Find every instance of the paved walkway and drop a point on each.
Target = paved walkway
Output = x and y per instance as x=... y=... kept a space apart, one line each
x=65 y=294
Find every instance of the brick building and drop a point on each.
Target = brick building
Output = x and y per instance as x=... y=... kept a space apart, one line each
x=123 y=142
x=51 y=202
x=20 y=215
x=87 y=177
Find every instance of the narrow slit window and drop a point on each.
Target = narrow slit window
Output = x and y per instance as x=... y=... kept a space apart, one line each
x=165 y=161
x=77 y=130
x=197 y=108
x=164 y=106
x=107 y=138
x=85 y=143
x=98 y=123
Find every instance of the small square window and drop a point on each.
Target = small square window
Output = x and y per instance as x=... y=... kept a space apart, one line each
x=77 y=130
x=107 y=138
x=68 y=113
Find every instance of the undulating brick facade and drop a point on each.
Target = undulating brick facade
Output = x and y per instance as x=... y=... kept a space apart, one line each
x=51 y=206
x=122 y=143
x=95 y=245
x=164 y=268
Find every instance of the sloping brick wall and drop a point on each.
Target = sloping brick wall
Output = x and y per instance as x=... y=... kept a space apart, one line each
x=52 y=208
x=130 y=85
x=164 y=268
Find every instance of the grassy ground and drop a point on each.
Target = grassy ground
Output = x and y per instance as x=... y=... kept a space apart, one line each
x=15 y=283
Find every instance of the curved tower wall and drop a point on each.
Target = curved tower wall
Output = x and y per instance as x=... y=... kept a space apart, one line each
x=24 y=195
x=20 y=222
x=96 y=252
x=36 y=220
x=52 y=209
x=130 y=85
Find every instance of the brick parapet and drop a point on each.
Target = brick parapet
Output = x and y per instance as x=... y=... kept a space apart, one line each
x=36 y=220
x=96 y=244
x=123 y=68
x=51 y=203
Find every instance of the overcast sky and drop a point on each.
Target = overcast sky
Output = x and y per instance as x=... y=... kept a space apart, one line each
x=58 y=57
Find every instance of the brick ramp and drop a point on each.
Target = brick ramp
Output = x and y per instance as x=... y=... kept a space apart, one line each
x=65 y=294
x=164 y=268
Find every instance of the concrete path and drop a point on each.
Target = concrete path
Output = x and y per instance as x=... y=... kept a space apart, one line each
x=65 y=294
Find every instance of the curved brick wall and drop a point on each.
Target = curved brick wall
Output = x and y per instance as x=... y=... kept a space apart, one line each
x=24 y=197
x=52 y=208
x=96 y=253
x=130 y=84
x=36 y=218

§ What is expected: Could you write the whole listing out again, line for line?

§ Completed exercise:
Find every instance of the paved walkway and drop a point on each.
Target = paved walkway
Output = x and y per instance as x=... y=... kept a space apart, one line each
x=65 y=294
Find every instance of the brick building and drop a point on each.
Target = brick building
Output = x and y per instance as x=... y=... kept a space apart, one line each
x=123 y=142
x=51 y=202
x=20 y=215
x=87 y=177
Find every instance of the narrow slit window and drop a point on each.
Target = narrow slit window
Output = x and y per instance as x=... y=... kept a space apart, one line each
x=165 y=161
x=77 y=130
x=197 y=108
x=164 y=106
x=107 y=138
x=85 y=143
x=98 y=123
Find every instance of the small square window and drop a point on each.
Target = small square window
Output = x and y per instance as x=... y=... kept a space apart, one line each
x=77 y=130
x=107 y=138
x=68 y=113
Find every instance of the undulating brick facade and drop a point on each.
Target = undulating brick facade
Output = x and y per instance as x=... y=... kept a space apart, one line each
x=51 y=206
x=122 y=143
x=95 y=245
x=164 y=268
Find every instance of the sloping brick wall and drop a point on each.
Target = sloping brick wall
Output = x and y per instance as x=... y=... kept a space apart, one line each
x=52 y=208
x=130 y=85
x=164 y=268
Find every instance of the grassy ground and drop a point on each.
Target = grassy ground
Output = x and y per instance as x=... y=... kept a space apart, one line each
x=15 y=283
Find every instance of the curved tower wall and drop a point on each.
Target = curved tower wall
Output = x and y per instance as x=... y=... kept a space apart, one line each
x=24 y=195
x=20 y=222
x=96 y=252
x=36 y=220
x=52 y=209
x=130 y=85
Find every instance of the brick parapet and drop a point on each.
Target = brick parapet
Output = x and y per instance as x=... y=... kept a space apart, one line each
x=36 y=220
x=96 y=244
x=123 y=68
x=51 y=203
Find every instance of the overcast sky and drop a point on each.
Target = overcast sky
Output = x and y per instance as x=... y=... kept a space apart, one line each
x=58 y=57
Find every instance of the brick ramp and drop a point on each.
Target = brick ramp
Output = x and y per instance as x=... y=... kept a space apart, one line each
x=65 y=294
x=164 y=268
Find every instance of the concrete path and drop a point on each.
Target = concrete path
Output = x and y per instance as x=... y=... kept a space apart, one line each
x=65 y=294
Find every instance of the curved brick wall and drop a point on each.
Target = curved brick wall
Output = x and y per instance as x=... y=... kept a space apart, one line each
x=24 y=197
x=52 y=208
x=96 y=253
x=130 y=84
x=36 y=218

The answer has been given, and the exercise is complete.